• _Text section_
——————————
When shipping air freight to Middle East, what’s the biggest risk? It’s when your freight forwarder also runs an Amazon business. They have their own Amazon department. For cross-border sellers who ship with them, they become the best product research tool! They know exactly how much stock you’re moving, which products sell best, how many shipments you send each month, and most importantly, who your target customers are. Isn’t that the perfect product research data? Then these forwarders use their own operations team to just take that data and use it. Whether it’s copying your listings or selling similar products, you have no way to guard against it.

Let me also tell you about other pitfalls with air freight to Middle East.

Some forwarders will charge you for air freight but put your cargo on a fast ship, or charge for a fast ship but put it on a slow ship, just to pocket the difference. That’s one of the worst tricks. Lately, with the heatwaves, floods, strikes, and unrest, they have plenty of excuses. They’ll just pick any excuse: “Oh, it’s delayed because of the high heat!” “There’s unrest!” “There’s a strike!” They always have something to say.

What’s the second pitfall?

Freight forwarders who lack expertise, are irresponsible, and unprofessional. Some of them try to make higher profits by secretly mixing sensitive goods with regular cargo, shipping things they shouldn’t. The customs brokers they use are also unprofessional—often just middlemen. If nothing goes wrong, you’re lucky. But if there’s an issue, the forwarder will just blame it on a sudden change in customs policy. Well, customs usually gives us a chance to fix things. If you missed a label, you can go ahead and label it. You pay a little extra for the transit warehouse, and customs clears it.

But unprofessional forwarders, or those middlemen, will just say, “Sorry, your goods need to be returned or destroyed, and you need to pay us more.” They don’t take responsibility or provide service, leaving you speechless. When customs has an issue—honestly, you’re just an intermediary service—if you seriously work to solve the problem, we understand.
——————————
• _Extracted records_
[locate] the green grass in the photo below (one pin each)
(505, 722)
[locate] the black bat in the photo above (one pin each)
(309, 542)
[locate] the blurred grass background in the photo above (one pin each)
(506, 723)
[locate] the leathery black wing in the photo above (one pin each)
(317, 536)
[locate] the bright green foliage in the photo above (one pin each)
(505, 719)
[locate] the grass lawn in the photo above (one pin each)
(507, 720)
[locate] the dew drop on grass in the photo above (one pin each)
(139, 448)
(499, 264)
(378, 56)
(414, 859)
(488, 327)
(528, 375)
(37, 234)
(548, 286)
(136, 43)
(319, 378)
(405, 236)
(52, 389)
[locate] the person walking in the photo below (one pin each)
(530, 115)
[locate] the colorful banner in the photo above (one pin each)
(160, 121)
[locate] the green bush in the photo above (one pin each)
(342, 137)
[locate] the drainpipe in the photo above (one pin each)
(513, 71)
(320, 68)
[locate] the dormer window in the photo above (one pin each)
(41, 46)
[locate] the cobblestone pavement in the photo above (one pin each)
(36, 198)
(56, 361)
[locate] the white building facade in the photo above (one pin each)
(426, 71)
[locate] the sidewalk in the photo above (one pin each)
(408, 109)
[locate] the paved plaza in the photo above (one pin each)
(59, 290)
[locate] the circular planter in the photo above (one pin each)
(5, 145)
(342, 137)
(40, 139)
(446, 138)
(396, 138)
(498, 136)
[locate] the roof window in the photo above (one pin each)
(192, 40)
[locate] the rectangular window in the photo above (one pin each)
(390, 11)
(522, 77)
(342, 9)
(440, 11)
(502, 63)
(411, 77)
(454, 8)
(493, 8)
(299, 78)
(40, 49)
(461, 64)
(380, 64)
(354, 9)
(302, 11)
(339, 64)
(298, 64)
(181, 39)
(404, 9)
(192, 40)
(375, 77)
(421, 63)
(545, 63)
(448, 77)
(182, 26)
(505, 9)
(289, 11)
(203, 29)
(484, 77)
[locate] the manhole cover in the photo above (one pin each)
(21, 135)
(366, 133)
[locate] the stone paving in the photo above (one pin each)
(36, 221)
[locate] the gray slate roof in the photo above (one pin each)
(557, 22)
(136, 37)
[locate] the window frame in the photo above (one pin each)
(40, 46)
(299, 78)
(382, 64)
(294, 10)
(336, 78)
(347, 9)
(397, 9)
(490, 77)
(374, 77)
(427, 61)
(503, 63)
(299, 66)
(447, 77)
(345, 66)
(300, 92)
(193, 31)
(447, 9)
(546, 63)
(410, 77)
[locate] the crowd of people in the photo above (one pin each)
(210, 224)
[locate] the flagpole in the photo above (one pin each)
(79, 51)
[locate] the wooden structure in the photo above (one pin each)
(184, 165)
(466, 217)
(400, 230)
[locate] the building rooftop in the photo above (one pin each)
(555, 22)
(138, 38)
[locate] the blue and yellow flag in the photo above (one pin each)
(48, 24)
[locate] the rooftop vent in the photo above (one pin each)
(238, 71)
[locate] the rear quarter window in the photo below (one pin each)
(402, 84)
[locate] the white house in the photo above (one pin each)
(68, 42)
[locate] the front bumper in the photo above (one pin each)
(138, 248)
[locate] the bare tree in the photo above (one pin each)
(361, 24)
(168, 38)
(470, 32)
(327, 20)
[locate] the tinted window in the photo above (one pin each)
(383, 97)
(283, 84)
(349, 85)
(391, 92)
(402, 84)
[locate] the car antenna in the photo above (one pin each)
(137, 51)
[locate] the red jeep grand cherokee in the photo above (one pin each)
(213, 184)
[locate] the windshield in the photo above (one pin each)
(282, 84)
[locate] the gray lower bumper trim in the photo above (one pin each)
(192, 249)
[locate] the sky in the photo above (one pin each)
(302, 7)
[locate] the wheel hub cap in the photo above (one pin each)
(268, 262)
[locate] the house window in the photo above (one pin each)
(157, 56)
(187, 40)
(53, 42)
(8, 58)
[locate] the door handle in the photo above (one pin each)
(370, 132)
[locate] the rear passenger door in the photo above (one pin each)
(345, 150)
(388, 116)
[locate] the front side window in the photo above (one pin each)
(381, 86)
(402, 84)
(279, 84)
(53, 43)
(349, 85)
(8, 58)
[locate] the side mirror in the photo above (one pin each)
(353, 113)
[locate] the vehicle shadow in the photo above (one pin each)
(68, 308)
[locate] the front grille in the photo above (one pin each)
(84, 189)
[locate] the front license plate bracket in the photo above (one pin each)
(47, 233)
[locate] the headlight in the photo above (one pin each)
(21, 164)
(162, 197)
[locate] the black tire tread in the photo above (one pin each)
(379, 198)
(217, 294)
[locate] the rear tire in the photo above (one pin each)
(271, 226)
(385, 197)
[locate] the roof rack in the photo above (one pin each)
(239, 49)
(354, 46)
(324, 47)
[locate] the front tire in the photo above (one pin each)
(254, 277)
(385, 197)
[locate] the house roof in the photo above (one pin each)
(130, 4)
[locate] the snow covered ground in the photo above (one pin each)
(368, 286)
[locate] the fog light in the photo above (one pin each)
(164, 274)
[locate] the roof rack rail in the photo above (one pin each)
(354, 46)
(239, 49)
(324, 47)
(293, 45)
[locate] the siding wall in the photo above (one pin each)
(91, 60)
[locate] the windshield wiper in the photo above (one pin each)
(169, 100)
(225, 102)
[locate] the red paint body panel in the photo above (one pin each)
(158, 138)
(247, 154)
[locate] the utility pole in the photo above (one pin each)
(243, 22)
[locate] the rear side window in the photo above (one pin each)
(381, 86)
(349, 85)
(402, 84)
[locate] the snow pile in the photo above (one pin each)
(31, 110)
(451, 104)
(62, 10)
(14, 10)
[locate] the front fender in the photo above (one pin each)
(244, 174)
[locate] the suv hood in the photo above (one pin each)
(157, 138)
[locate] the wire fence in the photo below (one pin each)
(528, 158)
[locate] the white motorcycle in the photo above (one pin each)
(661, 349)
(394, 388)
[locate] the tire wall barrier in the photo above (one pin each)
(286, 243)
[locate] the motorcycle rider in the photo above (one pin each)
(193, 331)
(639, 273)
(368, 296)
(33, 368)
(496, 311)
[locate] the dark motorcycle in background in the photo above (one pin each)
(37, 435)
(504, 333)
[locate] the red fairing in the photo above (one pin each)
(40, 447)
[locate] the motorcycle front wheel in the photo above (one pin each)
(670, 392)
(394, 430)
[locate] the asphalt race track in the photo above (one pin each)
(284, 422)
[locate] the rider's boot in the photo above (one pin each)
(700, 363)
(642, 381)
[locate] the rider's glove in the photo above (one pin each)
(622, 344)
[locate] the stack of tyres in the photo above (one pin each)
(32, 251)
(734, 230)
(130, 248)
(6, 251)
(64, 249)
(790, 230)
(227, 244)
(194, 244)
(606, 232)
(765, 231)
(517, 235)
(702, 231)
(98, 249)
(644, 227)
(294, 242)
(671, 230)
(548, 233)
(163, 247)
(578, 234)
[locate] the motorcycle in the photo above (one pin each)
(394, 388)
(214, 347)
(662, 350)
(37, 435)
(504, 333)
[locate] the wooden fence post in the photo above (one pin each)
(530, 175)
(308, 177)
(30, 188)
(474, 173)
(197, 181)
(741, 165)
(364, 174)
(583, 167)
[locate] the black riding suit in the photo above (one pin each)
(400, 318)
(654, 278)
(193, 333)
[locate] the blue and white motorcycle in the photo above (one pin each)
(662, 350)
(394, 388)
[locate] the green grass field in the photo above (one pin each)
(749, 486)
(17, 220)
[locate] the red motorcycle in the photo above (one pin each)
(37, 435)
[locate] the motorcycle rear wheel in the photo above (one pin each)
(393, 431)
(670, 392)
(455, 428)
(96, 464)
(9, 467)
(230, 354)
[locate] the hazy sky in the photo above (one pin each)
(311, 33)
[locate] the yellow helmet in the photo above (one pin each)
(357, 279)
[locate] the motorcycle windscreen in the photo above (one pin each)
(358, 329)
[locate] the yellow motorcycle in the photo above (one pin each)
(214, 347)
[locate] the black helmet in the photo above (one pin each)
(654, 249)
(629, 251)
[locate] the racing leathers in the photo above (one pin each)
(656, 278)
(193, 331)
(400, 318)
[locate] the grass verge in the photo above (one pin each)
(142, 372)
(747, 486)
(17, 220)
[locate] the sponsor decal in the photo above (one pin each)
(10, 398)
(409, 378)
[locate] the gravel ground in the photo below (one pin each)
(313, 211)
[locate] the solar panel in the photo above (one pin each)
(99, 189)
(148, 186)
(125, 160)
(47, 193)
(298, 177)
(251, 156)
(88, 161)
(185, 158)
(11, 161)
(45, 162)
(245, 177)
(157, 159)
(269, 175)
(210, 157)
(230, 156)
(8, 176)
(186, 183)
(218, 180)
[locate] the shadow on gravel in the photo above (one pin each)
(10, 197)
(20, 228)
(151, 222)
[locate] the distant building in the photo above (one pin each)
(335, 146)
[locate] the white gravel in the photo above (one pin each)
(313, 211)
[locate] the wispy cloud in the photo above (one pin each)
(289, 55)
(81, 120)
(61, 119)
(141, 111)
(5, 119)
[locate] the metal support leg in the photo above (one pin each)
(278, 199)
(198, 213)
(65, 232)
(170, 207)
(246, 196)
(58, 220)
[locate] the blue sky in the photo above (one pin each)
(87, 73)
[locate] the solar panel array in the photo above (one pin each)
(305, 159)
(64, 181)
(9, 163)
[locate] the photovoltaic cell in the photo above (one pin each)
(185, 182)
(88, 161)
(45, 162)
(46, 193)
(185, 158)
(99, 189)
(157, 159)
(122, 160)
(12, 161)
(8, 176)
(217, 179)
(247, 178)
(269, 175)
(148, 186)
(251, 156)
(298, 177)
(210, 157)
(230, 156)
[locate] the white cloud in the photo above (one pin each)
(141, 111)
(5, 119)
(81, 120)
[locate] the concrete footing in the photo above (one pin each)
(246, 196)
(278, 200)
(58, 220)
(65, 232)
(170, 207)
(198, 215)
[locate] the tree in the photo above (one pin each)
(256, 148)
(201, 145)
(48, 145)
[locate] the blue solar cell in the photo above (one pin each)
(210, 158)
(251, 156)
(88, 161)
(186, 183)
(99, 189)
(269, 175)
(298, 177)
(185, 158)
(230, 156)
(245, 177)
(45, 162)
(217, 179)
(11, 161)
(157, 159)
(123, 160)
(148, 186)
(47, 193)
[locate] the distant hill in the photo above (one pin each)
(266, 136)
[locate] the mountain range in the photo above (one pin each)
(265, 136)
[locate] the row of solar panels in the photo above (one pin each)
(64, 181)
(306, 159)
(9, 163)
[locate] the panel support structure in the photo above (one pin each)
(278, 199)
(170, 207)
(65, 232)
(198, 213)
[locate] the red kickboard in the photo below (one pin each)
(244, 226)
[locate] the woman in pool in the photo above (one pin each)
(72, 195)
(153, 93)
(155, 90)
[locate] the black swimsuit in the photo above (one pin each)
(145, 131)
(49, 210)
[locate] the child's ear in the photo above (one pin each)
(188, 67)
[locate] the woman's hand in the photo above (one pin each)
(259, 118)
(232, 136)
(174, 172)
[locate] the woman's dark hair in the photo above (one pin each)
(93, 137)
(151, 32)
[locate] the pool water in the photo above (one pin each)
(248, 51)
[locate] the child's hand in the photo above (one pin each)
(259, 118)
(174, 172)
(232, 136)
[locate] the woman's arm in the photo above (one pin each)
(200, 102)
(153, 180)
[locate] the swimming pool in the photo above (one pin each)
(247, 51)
——————————
• _Set of tasks_
1. From the text on air freight forwarding to the Middle East, quote the passage word for word, beginning at "What’s the second" and stopping after "customs clears it.".
2. How many lines of the records contain the string "distant"? Reply with the number alone.

• _Answers to the exercise_
1.
What’s the second pitfall?

Freight forwarders who lack expertise, are irresponsible, and unprofessional. Some of them try to make higher profits by secretly mixing sensitive goods with regular cargo, shipping things they shouldn’t. The customs brokers they use are also unprofessional—often just middlemen. If nothing goes wrong, you’re lucky. But if there’s an issue, the forwarder will just blame it on a sudden change in customs policy. Well, customs usually gives us a chance to fix things. If you missed a label, you can go ahead and label it. You pay a little extra for the transit warehouse, and customs clears it.

2. 2